| Your instructions |
The line containing "box: [0, 1, 462, 448]" marks the end; write out exactly every line from the start of the data up to and including it, without the pictures.

Dataset records:
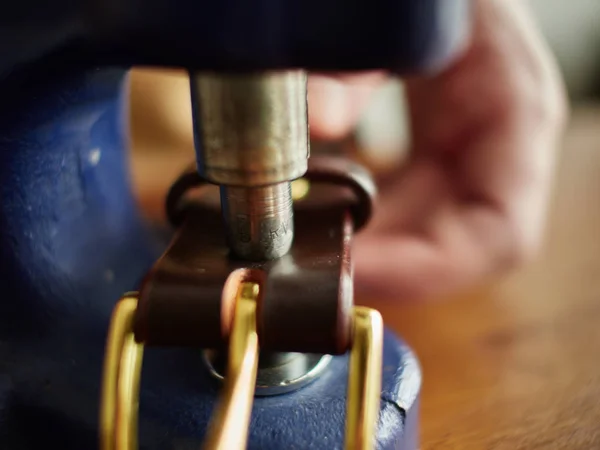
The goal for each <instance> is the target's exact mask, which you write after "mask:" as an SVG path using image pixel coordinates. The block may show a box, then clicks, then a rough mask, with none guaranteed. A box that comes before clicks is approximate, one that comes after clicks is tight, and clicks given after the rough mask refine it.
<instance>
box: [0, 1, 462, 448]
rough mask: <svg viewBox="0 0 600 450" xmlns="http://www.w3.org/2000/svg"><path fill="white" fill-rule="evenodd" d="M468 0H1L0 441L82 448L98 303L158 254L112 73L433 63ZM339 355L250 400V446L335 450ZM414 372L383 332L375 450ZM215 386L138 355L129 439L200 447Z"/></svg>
mask: <svg viewBox="0 0 600 450" xmlns="http://www.w3.org/2000/svg"><path fill="white" fill-rule="evenodd" d="M468 16H469V1H468V0H371V1H369V2H366V1H358V0H343V1H342V0H320V1H319V2H317V1H314V0H253V1H235V0H222V1H220V2H199V1H192V0H178V1H174V0H144V1H141V0H138V1H136V0H108V1H92V0H85V1H75V0H57V1H55V2H45V1H42V0H22V1H20V2H2V4H1V5H0V36H1V37H2V39H0V99H1V101H0V448H2V449H5V450H21V449H34V448H38V447H42V446H43V447H44V448H62V449H65V450H66V449H77V450H81V449H92V448H97V436H98V429H97V423H98V408H99V386H100V378H101V366H102V360H103V355H104V344H105V338H106V331H107V326H108V322H109V317H110V313H111V311H112V308H113V306H114V304H115V302H116V301H117V300H118V298H119V297H120V296H121V295H122V294H123V293H124V292H126V291H130V290H133V289H135V288H136V287H137V285H138V282H139V280H140V278H141V277H142V276H143V275H144V273H145V272H146V271H147V270H148V268H149V267H150V265H151V264H152V263H153V262H154V261H155V259H156V258H157V257H158V256H159V255H160V253H161V252H162V251H163V250H164V248H165V246H166V244H167V241H166V239H164V236H162V235H161V233H159V232H157V230H153V229H152V228H150V227H149V226H148V224H146V223H145V222H144V220H143V219H142V217H141V215H140V213H139V211H138V209H137V205H136V203H135V201H134V198H133V196H132V193H131V187H130V185H129V168H128V161H127V144H128V137H127V125H128V124H127V69H128V67H131V66H132V65H139V64H151V65H161V66H181V67H190V68H199V69H202V68H204V69H219V70H249V69H269V68H283V67H297V66H300V67H306V68H308V69H314V70H351V69H352V70H354V69H356V70H358V69H370V68H386V69H390V70H393V71H398V72H400V73H407V72H412V71H422V70H429V69H435V68H436V67H438V66H439V65H441V64H443V63H444V62H445V61H447V60H448V59H449V58H450V57H451V56H452V54H453V53H454V52H456V51H457V49H459V48H460V45H461V42H462V41H463V39H464V35H465V30H466V29H467V28H468ZM346 365H347V358H346V357H338V358H336V359H335V360H334V362H333V363H332V365H331V368H330V370H329V371H328V373H327V374H325V375H324V376H323V377H322V378H320V379H319V380H317V381H316V382H315V383H313V384H311V385H309V386H308V387H306V388H304V389H302V390H299V391H296V392H294V393H291V394H287V395H283V396H276V397H269V398H257V399H256V402H255V406H254V410H253V417H252V423H251V430H250V443H249V447H250V448H252V449H263V450H270V449H283V448H286V449H287V448H289V449H291V448H297V449H321V448H322V449H333V448H341V446H342V435H343V420H344V415H345V407H344V401H345V400H344V399H345V389H346V383H345V378H346ZM419 383H420V372H419V369H418V365H417V364H416V360H415V358H414V356H413V355H412V353H411V352H410V350H409V349H408V348H407V347H406V346H405V345H404V344H403V343H402V342H401V341H400V340H398V339H397V338H396V337H395V336H393V335H392V334H391V333H389V332H386V336H385V358H384V380H383V393H382V399H383V401H382V414H381V419H380V427H379V432H378V442H379V444H380V445H379V447H380V448H390V449H391V448H403V449H414V448H416V445H417V444H416V442H417V441H416V415H417V412H418V396H417V393H418V390H419ZM217 389H218V386H217V385H216V384H215V382H214V381H213V380H212V379H210V378H209V377H208V375H207V373H206V370H205V368H204V366H203V363H202V358H201V357H200V354H199V353H198V352H196V351H190V350H181V349H161V350H154V349H152V350H149V351H148V352H147V355H146V360H145V363H144V369H143V384H142V391H141V409H140V448H142V449H187V448H199V447H198V446H199V442H201V439H202V437H203V435H204V432H205V427H206V424H207V421H208V419H209V417H210V414H211V412H212V407H213V405H214V399H215V393H216V390H217Z"/></svg>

| Output of the task |
The goal for each <instance> is the target's exact mask, which you write after "mask:" as an SVG path using image pixel coordinates. The block may show a box, then clicks, then a rough mask, with none guaranteed. A box that comes before clicks is approximate, one that comes after clicks is tight, and clicks given after the rough mask refine it.
<instance>
box: [0, 1, 462, 448]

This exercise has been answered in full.